(EXERCISE INPUTS begins)
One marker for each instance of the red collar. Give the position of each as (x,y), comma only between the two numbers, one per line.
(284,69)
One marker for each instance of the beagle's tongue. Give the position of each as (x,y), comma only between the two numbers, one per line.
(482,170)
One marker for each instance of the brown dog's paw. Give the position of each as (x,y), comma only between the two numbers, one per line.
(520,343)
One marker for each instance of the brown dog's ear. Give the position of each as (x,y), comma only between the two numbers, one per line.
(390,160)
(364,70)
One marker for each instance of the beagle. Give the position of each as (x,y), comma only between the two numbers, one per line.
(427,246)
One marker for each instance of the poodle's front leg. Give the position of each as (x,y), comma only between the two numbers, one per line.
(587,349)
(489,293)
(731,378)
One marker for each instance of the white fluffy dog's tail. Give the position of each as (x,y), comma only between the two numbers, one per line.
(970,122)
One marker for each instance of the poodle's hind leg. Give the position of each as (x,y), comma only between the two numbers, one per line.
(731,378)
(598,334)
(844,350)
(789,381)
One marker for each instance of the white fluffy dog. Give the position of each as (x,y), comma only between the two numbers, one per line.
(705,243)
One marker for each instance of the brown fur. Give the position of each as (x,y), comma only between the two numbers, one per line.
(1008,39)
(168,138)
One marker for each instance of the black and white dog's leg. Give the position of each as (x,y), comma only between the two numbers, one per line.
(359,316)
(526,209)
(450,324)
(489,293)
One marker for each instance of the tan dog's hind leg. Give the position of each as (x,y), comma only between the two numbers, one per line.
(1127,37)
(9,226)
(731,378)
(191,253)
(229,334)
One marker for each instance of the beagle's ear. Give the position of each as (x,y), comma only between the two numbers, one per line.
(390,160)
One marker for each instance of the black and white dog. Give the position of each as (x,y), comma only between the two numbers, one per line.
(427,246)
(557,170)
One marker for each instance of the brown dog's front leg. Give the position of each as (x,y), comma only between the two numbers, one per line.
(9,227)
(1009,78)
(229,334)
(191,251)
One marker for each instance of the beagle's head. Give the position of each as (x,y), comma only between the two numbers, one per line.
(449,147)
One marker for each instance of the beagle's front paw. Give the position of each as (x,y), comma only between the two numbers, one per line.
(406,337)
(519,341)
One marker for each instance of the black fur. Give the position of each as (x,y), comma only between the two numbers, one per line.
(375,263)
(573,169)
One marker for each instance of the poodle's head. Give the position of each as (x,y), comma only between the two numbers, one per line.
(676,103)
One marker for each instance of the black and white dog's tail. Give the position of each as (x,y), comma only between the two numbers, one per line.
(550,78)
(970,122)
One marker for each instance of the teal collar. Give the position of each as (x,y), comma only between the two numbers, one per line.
(EXERCISE INPUTS ends)
> **INSTRUCTIONS FOR THE TASK**: Please repeat each line above exactly.

> **TASK RESULT**:
One marker for each instance of the red collar. Give the position of each as (x,y), comma only between the two numbers, one per line.
(284,69)
One marker for each instance of the beagle's tongue. Give the position of each as (x,y), comma only between the two numbers, one per line.
(482,170)
One marker for each instance of the brown dog's paw. Give the position of each as (x,y), comma only between the two numbers, one per line.
(520,343)
One marker for each instance of the brown dog's ear. Give the position of each as (x,y), comma only between the two numbers, one per line.
(390,160)
(364,70)
One marker for each instance of the beagle. Give the position of each as (x,y), comma only between the two numbers, one per line.
(427,246)
One marker for each instance of the poodle's front leg. Give the position of each as (x,y), comma only between the two numbers, one per line.
(587,349)
(489,293)
(731,378)
One marker for each instance of the white fluffy dog's tail. Give the position of each as (x,y), comma only between the two numbers, one per line.
(970,122)
One marker for each instance of the poodle's hind leg. Give the position of each as (x,y), comma only between the two numbers, one per line.
(731,378)
(598,334)
(844,350)
(789,381)
One marker for each instance of the white fluffy dog. Give the position of each as (x,y), comma only between the two numbers, one per line.
(705,243)
One marker for each instance of the brown fur. Give the position of each as (x,y), comma only between the two numbers, one per line.
(1008,39)
(168,138)
One marker for each instance of the black and white dog's leg. Give the position of each as (x,y), comma only between the two numbers, one per line.
(359,316)
(526,209)
(450,324)
(489,293)
One marker for each instance of the tan dog's hind leg. Give the position of each as (x,y), comma only between the two numbers, one per line.
(1127,37)
(9,226)
(731,378)
(191,253)
(229,334)
One marker for each instance of the beagle's ear. Give the position of each as (x,y), comma only between the two numbers, one per line.
(390,160)
One marker for each instance of the black and white dog. Give the position of each as (x,y), comma only between the two numbers, one per line.
(427,246)
(557,170)
One marker for each instance of the brown dog's front leg. Give the position of each as (x,y), comma only between the two numbers, one per line.
(9,227)
(1009,78)
(229,334)
(191,251)
One marker for each instance of the beagle's head. Give the position of each as (x,y), comma only between the two numbers, one per line.
(449,147)
One marker for each instance of the beagle's front paw. Give the position of each as (x,y), comma only between the two numbers, one per line.
(406,337)
(519,341)
One marker for each instance of the black fur. Give the position of each as (x,y), comma only between the two numbers, one per line.
(375,263)
(573,169)
One marker for each instance of the poodle's head. Give the position of each as (x,y), comma only between the two numbers, one per line.
(676,103)
One marker for each instance of the black and white dog's tail. Give the position of each as (x,y), comma only between the two numbers, one per line.
(550,78)
(970,122)
One marker for each instance of the teal collar. Give the position of each as (x,y), comma only between the two numbers, one per line.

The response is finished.